● PASSAGE GIVEN:
Shogun is an open source ML library that provides a wide range of unified ML algorithms. The Shogun library has the CLinearRidgeRegression class for solving simple linear regression problems. This class solves problems with standard Cholesky matrix decomposition in a noniterative way, as illustrated in the following code block:

auto x = some<CDenseFeatures<float64_t>>(x_values);
auto y= some<CRegressionLabels>(y_values); // real-valued labels
float64_t tau_regularization = 0.0001;
auto lr = some<CLinearRidgeRegression>(tau_regularization, nullptr, nullptr); // regression model with regularization

For new x inputs, we can predict new y values in the following way:

auto new_x = some<CDenseFeatures<float64_t>>(new_x_values);
auto y_predict = lr->apply_regression(new_x);

Also, we can get the calculated parameters (the linear regression task solution) vector, as follows:

auto weights = lr->get_w();

Moreover, we can calculate the value of MSE, as follows:

auto y_predict = lr->apply_regression(x);
auto eval = some<CMeanSquaredError>();
auto mse = eval->evaluate(y_predict , y);

Solving linear regression tasks with Shark-ML

The Shark-ML library provides the LinearModel class for representing linear regression problems. There are two trainer classes for this kind of model: the LinearRegression class, which provides analytical solutions, and the LinearSAGTrainer class, which provides a stochastic average gradient iterative method, as illustrated in the following code block:

using namespace shark;
using namespace std;
Data<RealVector> x;
Data<RealVector> y;
RegressionDataset data(x, y);
LinearModel<> model;
LinearRegression trainer;
trainer.train(model, data);

We can get the calculated parameters (the linear regression task solution) vector by running the following code:

auto b = model.parameterVector();

For new x inputs, we can predict new y values in the following way:

Data<RealVector> new_x;
Data<RealVector> prediction = model(new_x);

Also, we can calculate the value of squared error, as follows:

SquaredLoss<> loss;
auto se = loss(y, prediction)

Linear regression with Dlib

The Dlib library provides the krr_trainer class, which can get the template argument of the linear_kernel type to solve linear regression tasks. This class implements direct analytical solving for this type of problem with the kernel ridge regression algorithm, as illustrated in the following code block:

std::vector<matrix<double>> x;
std::vector<float> y;
krr_trainer<KernelType> trainer;
decision_function<KernelType> df = trainer.train(x, y);

For new x inputs, we can predict new y values in the following way:

std::vector<matrix<double>> new_x;
for (auto& v : x) {
auto prediction = df(v);
std::cout << prediction << std::endl;

● WHAT TO WORK ON:
1. According to the passage on linear regression libraries, why is the krr_trainer class in Dlib given the linear_kernel type as its template argument?
2. Arrange the listing as a Markdown table with the columns Row and Line, giving each line a row number and leaving out blank lines. Begin at the line of the listing that contains "In this picture, where can the wooden plank" and continue through the end of the listing.

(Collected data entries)

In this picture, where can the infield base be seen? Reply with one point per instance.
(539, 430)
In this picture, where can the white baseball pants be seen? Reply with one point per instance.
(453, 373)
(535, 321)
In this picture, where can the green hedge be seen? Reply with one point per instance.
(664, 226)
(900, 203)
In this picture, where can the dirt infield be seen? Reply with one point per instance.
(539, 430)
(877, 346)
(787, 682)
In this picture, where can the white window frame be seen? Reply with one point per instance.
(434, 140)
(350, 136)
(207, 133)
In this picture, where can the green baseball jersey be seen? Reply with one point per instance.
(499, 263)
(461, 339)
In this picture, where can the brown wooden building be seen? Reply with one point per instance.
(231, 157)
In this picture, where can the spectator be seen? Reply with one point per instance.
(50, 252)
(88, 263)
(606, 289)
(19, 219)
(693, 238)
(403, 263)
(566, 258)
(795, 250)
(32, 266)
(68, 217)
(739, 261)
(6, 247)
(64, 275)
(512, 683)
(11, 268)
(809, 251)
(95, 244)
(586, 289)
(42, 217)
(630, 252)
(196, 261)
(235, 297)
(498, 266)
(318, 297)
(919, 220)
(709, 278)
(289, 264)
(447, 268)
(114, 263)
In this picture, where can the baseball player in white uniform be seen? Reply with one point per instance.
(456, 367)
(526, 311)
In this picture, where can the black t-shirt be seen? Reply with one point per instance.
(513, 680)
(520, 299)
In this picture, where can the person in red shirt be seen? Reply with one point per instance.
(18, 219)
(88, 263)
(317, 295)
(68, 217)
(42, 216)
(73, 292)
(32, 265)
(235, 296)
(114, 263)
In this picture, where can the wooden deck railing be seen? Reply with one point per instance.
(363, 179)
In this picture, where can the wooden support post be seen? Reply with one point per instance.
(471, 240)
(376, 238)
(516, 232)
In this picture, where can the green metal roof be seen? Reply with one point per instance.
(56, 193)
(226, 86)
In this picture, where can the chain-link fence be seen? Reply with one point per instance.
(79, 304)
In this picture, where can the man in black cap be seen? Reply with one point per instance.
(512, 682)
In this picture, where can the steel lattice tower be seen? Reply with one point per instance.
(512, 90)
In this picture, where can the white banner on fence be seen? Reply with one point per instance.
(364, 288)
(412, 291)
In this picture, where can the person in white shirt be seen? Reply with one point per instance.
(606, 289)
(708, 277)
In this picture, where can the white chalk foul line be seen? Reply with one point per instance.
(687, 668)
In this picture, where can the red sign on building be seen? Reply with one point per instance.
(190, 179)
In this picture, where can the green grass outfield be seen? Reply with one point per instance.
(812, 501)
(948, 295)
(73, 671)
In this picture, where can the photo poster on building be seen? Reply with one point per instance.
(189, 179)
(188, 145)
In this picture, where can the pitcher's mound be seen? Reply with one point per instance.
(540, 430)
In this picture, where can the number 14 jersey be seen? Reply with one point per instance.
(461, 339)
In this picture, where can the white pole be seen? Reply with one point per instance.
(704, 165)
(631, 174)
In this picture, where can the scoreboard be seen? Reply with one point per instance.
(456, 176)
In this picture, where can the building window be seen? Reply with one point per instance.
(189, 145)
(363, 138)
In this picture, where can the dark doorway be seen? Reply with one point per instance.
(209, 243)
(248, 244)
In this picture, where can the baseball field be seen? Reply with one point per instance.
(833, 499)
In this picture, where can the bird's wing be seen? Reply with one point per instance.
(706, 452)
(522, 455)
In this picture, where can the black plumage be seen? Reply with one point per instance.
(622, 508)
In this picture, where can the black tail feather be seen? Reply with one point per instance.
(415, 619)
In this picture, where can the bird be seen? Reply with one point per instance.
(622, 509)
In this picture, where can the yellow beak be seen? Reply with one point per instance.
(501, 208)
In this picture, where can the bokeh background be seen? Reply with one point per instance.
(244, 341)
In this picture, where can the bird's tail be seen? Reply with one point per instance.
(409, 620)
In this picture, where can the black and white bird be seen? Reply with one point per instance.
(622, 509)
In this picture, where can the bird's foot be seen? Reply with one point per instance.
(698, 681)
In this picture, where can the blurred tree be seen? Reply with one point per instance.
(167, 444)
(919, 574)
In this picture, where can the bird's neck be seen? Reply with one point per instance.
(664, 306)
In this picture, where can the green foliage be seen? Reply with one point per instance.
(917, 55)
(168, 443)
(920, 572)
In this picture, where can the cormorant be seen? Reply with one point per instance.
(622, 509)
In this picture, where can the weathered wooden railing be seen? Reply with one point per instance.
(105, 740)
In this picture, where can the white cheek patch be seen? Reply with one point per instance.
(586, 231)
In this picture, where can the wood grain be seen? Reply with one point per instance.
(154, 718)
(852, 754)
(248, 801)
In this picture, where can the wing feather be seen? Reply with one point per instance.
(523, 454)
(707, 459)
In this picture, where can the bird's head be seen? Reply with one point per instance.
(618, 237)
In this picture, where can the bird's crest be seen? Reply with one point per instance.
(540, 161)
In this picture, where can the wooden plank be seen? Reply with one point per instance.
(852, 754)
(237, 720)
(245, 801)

● SOLUTIONS BY TASK:
1. The linear_kernel template argument lets krr_trainer solve linear regression tasks. With it, the class solves the problem directly and analytically using the kernel ridge regression algorithm.

2.
| Row | Line |
|---|---|
| 1 | In this picture, where can the wooden plank be seen? Reply with one point per instance. |
| 2 | (852, 754) |
| 3 | (237, 720) |
| 4 | (245, 801) |